■ Work instructions: For this exercise, report every line of the material that includes "necktie".

■ Records shown:
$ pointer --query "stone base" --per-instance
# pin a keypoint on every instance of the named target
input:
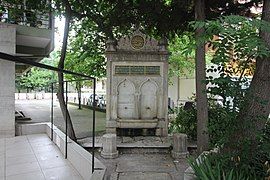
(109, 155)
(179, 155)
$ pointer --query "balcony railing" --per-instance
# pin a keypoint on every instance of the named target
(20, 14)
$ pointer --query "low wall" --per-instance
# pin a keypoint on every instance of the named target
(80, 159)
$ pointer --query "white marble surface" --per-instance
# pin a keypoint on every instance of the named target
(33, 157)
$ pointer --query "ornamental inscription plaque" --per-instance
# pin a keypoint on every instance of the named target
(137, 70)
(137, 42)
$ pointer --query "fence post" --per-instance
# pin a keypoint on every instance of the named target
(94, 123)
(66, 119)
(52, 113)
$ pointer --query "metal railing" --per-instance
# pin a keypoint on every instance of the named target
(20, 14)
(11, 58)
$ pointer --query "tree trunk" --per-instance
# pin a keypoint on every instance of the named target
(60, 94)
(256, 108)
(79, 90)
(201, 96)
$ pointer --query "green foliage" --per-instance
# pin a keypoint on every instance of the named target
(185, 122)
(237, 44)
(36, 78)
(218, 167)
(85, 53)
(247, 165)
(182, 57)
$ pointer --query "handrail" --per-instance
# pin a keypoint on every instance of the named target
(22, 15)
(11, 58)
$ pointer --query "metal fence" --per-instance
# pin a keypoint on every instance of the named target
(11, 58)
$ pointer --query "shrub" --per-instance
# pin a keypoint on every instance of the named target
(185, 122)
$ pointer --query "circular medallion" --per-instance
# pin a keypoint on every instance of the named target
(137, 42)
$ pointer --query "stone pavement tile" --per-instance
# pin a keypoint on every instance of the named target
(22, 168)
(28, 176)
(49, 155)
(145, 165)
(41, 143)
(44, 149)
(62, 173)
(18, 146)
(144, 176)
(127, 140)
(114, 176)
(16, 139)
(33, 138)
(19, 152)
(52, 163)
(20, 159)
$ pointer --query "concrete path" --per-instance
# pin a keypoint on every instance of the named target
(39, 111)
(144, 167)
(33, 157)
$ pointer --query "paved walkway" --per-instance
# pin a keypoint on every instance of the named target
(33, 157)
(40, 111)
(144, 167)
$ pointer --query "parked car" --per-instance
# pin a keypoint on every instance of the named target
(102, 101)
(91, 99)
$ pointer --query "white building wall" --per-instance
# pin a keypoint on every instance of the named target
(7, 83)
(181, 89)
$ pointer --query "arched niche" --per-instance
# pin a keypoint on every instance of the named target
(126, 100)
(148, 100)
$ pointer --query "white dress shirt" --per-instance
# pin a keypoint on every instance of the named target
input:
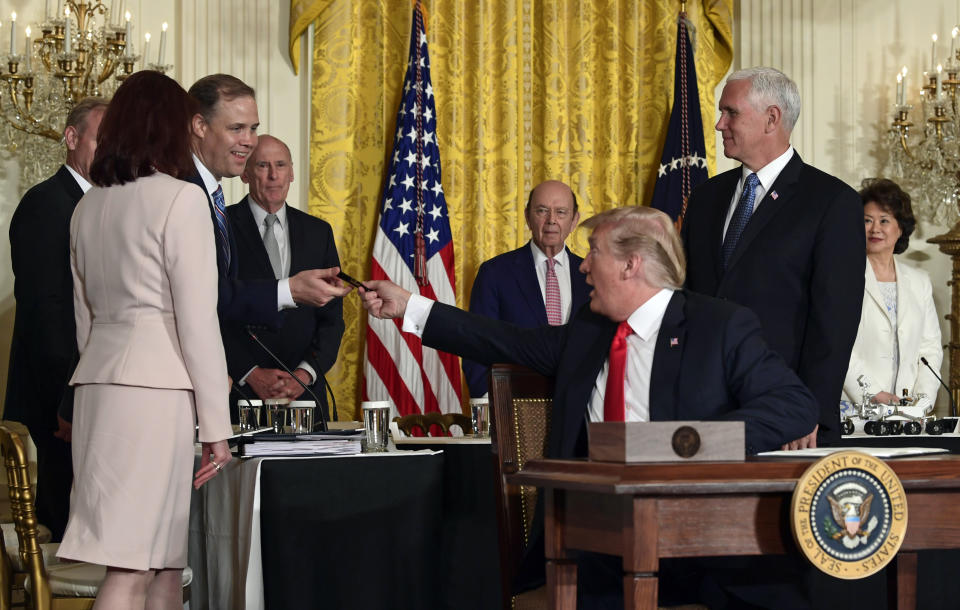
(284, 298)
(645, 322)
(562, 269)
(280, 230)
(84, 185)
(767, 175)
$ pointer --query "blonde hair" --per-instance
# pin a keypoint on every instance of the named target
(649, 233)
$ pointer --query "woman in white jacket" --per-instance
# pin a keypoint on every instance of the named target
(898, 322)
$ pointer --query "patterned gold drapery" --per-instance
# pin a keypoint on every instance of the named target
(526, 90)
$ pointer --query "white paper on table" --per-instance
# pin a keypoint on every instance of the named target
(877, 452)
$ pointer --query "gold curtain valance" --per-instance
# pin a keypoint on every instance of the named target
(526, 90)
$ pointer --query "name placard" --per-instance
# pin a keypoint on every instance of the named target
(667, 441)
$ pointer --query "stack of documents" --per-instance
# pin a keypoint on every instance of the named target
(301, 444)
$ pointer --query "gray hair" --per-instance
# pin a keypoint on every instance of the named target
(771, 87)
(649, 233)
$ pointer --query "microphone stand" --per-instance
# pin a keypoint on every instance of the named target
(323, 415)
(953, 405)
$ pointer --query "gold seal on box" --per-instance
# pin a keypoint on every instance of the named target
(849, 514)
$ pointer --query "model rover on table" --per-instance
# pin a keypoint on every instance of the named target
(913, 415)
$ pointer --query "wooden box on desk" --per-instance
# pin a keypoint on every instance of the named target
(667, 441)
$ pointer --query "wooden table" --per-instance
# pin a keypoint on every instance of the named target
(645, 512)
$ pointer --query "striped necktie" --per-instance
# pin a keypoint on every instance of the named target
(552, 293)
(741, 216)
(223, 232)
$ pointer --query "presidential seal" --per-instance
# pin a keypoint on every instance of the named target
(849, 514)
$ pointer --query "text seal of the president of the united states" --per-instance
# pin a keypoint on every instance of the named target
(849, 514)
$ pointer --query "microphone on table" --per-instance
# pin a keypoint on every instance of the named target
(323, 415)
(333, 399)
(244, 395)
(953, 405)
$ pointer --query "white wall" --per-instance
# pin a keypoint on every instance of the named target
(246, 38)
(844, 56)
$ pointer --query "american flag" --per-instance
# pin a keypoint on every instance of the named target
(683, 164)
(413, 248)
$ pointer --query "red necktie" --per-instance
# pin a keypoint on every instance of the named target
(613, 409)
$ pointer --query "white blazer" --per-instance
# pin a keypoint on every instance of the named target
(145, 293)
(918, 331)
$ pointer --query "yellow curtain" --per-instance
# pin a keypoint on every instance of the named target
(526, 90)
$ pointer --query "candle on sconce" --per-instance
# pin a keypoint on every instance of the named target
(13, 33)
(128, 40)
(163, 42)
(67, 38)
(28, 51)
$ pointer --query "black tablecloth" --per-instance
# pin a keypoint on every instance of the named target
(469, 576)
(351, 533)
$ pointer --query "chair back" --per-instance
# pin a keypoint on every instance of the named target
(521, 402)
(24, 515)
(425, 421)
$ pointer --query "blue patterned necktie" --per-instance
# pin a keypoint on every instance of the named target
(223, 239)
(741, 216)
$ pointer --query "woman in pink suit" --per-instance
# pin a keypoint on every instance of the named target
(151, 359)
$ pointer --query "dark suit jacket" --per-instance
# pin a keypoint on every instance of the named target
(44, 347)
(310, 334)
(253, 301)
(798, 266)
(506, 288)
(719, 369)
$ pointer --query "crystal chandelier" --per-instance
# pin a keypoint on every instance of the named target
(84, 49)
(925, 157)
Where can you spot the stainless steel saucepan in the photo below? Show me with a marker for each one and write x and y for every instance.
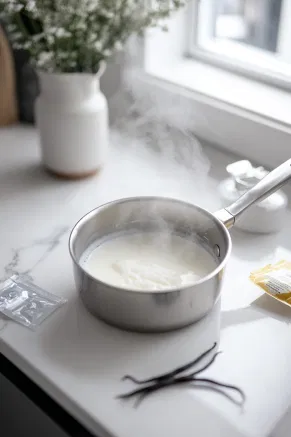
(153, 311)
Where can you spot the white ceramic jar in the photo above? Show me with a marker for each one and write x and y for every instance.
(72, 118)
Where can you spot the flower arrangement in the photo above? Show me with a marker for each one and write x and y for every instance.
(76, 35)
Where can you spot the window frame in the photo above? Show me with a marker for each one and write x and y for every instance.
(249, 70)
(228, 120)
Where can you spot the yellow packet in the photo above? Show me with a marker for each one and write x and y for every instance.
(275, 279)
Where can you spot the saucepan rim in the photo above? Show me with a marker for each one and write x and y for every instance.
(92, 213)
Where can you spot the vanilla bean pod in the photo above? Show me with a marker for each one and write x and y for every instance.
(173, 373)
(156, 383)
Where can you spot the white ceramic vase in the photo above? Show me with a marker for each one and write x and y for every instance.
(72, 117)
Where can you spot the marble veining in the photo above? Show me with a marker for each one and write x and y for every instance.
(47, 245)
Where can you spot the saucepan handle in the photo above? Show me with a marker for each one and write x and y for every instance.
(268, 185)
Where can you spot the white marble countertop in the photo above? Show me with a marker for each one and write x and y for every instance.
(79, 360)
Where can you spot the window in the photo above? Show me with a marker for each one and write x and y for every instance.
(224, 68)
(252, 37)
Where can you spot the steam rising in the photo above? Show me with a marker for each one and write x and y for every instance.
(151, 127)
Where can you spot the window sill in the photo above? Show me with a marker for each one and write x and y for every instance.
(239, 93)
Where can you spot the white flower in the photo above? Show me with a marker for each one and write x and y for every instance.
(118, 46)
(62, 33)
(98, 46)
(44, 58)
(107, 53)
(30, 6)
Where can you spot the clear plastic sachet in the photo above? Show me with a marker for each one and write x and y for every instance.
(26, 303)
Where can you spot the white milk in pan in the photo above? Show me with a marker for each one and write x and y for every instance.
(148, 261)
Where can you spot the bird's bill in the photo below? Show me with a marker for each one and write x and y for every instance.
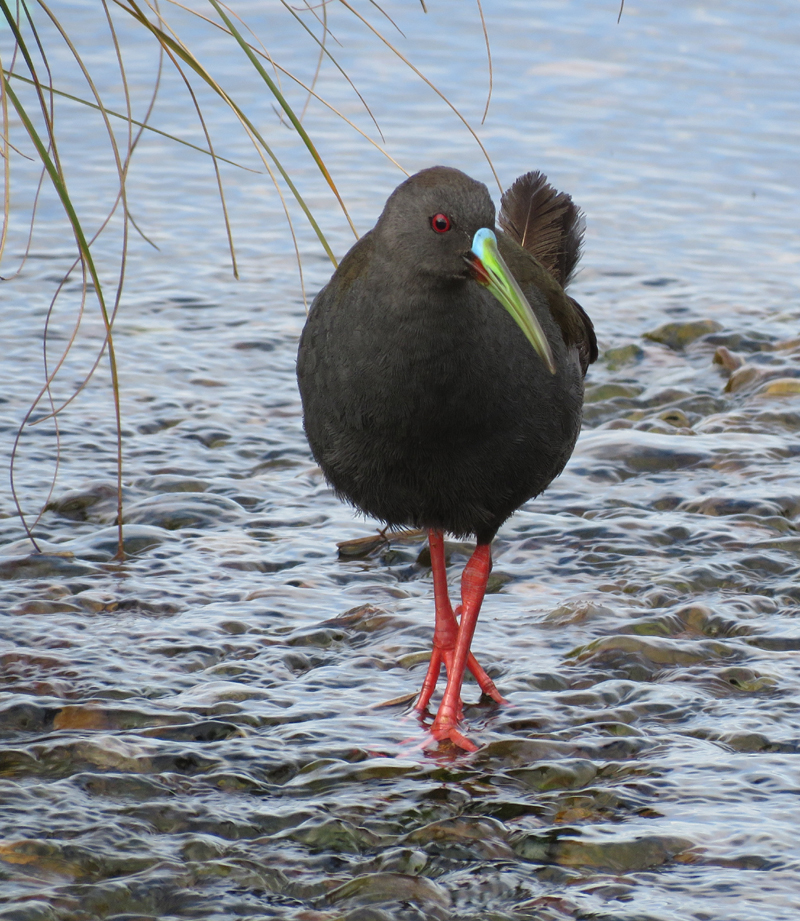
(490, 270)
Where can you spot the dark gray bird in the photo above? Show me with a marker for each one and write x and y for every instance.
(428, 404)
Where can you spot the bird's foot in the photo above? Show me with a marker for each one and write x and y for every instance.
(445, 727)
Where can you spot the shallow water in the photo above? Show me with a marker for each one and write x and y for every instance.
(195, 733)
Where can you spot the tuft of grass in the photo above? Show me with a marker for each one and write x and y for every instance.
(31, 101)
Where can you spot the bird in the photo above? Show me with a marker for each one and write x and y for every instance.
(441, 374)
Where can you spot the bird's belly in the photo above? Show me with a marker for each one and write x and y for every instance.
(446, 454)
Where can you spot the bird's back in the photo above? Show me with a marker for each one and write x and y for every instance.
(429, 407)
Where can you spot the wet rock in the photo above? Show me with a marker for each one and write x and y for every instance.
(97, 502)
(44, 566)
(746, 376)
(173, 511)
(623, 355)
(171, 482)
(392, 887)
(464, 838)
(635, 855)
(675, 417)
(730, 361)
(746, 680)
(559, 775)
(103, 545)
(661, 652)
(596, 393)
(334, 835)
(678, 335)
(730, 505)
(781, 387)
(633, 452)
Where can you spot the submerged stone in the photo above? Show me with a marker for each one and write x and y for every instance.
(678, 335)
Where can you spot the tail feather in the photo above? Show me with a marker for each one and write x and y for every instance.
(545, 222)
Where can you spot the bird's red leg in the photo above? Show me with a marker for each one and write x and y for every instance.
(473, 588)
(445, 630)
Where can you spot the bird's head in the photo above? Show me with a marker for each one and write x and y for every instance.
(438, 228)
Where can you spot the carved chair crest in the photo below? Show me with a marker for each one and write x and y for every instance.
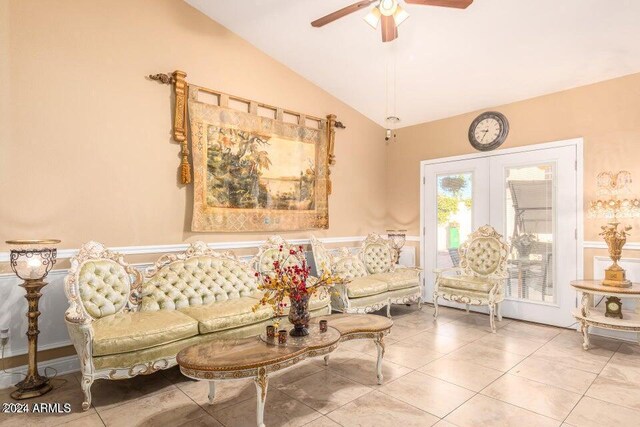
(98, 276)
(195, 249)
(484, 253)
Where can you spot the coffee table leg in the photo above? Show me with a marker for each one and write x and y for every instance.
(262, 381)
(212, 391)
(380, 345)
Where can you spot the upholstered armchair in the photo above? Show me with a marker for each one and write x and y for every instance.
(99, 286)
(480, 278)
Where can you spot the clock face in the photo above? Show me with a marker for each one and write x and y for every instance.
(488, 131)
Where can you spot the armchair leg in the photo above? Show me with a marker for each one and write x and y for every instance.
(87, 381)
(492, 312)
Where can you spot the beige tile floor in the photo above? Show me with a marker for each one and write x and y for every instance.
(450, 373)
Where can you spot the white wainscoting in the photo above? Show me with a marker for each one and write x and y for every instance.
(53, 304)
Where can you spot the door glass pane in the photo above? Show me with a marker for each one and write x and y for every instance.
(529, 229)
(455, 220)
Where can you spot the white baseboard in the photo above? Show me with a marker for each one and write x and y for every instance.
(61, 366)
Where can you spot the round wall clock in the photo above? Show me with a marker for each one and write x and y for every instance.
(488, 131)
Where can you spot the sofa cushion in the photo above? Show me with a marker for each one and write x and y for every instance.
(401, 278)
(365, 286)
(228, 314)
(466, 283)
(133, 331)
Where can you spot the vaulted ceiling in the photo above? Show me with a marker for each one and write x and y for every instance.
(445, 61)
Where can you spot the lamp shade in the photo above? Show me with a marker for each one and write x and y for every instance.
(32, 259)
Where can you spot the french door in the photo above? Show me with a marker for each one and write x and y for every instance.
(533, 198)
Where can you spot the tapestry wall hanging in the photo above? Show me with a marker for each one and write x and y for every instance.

■ Response to the exercise:
$ pointer --query "striped necktie" --per-instance
$ pointer --query "red necktie" --per-instance
$ pointer --query "blue patterned necktie" --per-instance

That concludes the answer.